(Exercise instructions):
**a)** Using the news item on 1918 flu genes, decide whether each statement agrees with it: (i) The researchers added four genes from the 1918 pandemic virus to a contemporary flu virus. (ii) The reassortant viruses were tested in mice. (iii) The K173 virus has high pathogenicity. For each, answer yes or no and quote the words of the news item that decide it.
**b)** Carry on the news item on 1918 flu genes, starting right after its last sentence.

(Supplied text):
Genes Convert Harmless Flu to 1918-Like Flu

Virus can replicate in both upper and lower respiratory tracts

TUESDAY, Jan. 6 (HealthDay News) -- Adding four genes from the 1918 pandemic influenza virus, which may have caused 50 million deaths worldwide, to a relatively harmless contemporary flu virus can convert the virus into a 1918-like virus, according to research published online Dec. 29 in the Proceedings of the National Academy of Sciences.

Tokiko Watanabe, Ph.D., from the University of Wisconsin-Madison, and colleagues generated reassortant viruses between the 1918 pandemic influenza virus and the human K173 virus (a contemporary flu virus isolate with low pathogenicity), to identify genes associated with virulence of the 1918 virus. The reassortant viruses were tested in ferrets, which provide a close model of human influenza infection, according to the authors.

[Region pointing data]

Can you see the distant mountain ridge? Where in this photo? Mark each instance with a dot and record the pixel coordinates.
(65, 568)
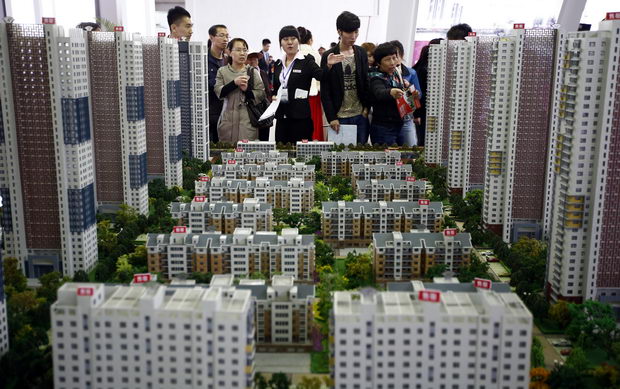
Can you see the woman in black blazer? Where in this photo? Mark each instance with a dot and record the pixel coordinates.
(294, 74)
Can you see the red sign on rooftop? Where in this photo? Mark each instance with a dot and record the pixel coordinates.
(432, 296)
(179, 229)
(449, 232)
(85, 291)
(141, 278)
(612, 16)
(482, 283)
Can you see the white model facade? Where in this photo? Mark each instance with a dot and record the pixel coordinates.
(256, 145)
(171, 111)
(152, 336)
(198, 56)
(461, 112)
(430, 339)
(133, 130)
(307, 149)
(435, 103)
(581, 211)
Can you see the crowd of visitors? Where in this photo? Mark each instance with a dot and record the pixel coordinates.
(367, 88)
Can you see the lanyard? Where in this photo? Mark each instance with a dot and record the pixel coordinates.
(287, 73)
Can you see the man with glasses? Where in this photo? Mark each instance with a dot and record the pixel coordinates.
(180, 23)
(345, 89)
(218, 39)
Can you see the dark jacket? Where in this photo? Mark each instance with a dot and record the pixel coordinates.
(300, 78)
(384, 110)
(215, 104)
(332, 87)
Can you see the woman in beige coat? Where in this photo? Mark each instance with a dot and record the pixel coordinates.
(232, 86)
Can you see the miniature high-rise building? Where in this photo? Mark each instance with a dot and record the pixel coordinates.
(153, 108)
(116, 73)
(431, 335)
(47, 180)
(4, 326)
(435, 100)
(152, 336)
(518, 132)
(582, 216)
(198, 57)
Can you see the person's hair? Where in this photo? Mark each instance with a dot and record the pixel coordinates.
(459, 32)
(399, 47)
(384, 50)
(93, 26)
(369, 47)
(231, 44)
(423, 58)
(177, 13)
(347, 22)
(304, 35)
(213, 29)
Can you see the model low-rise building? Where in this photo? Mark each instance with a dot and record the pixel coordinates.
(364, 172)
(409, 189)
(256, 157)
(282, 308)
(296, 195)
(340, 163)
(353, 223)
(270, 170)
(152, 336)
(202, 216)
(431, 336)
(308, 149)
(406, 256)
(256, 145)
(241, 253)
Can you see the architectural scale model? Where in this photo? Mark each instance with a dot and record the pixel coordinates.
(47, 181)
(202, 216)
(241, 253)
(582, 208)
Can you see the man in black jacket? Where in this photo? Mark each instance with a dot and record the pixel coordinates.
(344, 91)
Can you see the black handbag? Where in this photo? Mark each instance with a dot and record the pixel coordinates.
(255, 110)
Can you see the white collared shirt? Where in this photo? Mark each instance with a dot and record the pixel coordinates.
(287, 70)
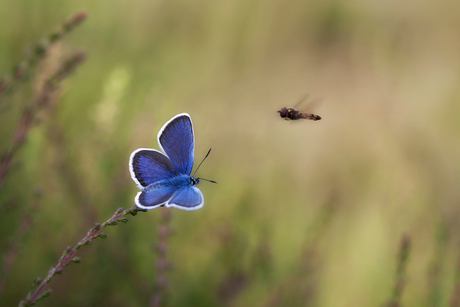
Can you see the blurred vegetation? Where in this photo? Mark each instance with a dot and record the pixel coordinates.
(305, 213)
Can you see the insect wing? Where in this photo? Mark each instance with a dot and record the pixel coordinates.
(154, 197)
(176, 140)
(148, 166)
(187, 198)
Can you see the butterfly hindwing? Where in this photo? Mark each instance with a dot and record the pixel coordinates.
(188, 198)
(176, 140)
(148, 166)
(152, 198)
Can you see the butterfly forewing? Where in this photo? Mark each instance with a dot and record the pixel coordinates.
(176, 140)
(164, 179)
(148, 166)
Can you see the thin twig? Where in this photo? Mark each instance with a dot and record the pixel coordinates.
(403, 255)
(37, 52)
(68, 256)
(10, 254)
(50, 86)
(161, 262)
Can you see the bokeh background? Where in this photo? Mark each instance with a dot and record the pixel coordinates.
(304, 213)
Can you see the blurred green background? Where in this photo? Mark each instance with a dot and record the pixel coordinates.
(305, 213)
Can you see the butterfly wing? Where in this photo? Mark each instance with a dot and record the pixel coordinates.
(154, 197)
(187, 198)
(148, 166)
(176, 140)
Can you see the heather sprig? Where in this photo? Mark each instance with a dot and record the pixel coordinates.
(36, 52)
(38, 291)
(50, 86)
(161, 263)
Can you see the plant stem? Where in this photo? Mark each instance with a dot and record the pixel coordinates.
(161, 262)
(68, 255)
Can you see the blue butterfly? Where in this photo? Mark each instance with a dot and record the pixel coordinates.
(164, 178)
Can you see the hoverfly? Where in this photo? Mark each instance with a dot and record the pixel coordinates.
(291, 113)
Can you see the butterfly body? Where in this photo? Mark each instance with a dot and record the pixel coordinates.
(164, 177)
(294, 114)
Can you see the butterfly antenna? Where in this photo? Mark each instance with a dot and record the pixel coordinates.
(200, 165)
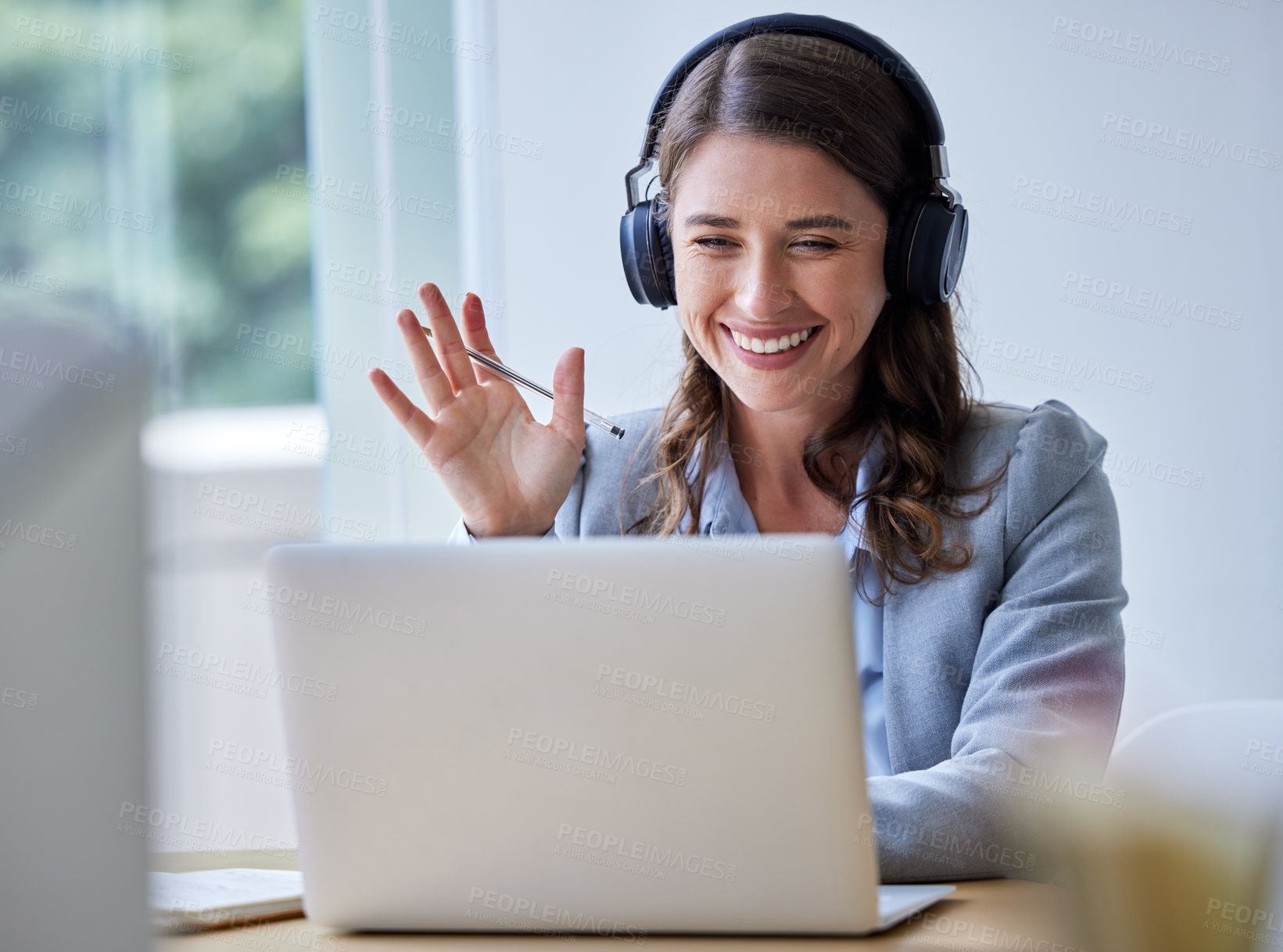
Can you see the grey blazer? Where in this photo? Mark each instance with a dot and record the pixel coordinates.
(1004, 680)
...
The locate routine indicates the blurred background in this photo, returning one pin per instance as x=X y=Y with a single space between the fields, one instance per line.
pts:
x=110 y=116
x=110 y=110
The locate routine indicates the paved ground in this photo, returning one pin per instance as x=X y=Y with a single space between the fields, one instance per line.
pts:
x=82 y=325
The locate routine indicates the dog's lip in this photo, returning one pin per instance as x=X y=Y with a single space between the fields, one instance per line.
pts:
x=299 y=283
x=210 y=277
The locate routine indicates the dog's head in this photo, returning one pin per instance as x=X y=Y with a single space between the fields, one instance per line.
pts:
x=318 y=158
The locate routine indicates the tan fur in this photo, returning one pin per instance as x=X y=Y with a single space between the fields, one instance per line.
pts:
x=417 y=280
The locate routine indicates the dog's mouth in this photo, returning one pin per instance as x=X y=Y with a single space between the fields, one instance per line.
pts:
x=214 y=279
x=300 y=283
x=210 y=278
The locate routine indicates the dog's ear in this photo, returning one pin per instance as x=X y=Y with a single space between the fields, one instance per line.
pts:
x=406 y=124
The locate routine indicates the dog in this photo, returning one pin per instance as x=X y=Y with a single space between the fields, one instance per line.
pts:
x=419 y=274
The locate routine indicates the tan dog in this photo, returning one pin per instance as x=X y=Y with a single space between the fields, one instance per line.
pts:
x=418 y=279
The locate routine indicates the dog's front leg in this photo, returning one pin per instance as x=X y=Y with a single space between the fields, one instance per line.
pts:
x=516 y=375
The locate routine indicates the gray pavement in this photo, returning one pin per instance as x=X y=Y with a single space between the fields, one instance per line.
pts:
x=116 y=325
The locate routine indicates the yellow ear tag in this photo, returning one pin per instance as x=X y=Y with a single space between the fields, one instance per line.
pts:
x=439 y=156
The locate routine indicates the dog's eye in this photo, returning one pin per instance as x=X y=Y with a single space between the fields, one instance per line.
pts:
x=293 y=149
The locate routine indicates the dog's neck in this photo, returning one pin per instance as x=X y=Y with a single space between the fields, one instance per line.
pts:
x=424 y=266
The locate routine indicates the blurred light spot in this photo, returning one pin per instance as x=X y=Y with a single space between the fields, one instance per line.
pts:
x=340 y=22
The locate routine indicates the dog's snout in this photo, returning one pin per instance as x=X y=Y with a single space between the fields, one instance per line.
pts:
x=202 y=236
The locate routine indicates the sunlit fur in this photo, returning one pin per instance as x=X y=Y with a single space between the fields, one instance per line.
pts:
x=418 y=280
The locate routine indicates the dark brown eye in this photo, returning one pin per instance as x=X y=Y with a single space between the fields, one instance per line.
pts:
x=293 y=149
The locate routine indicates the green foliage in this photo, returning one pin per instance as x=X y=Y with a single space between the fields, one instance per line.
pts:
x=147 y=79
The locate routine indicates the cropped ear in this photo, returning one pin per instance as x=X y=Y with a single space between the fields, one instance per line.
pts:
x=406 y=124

(Answers to the tasks):
**a)**
(i) Yes: "Adding four genes from the 1918 pandemic influenza virus"
(ii) No: "The reassortant viruses were tested in ferrets"
(iii) No: "a contemporary flu virus isolate with low pathogenicity"

**b)**
The researchers found that most K173 viruses containing single gene substitutions from the 1918 virus did not markedly alter the pattern of infection, growing in nasal turbinates but not the trachea and lungs. However, a K173 virus carrying the three RNA polymerase genes and the nucleoprotein gene from the 1918 virus became a 1918-like strain, able to replicate in the upper and lower respiratory tracts (nasal turbinates, trachea and lungs) of ferrets.

"Our findings strongly implicate the viral RNA polymerase complex as a major determinant of the pathogenicity of the 1918 pandemic virus," Watanabe and colleagues conclude. "This new insight may aid in identifying virulence factors in future pandemic viruses that could be targeted with antiviral compounds."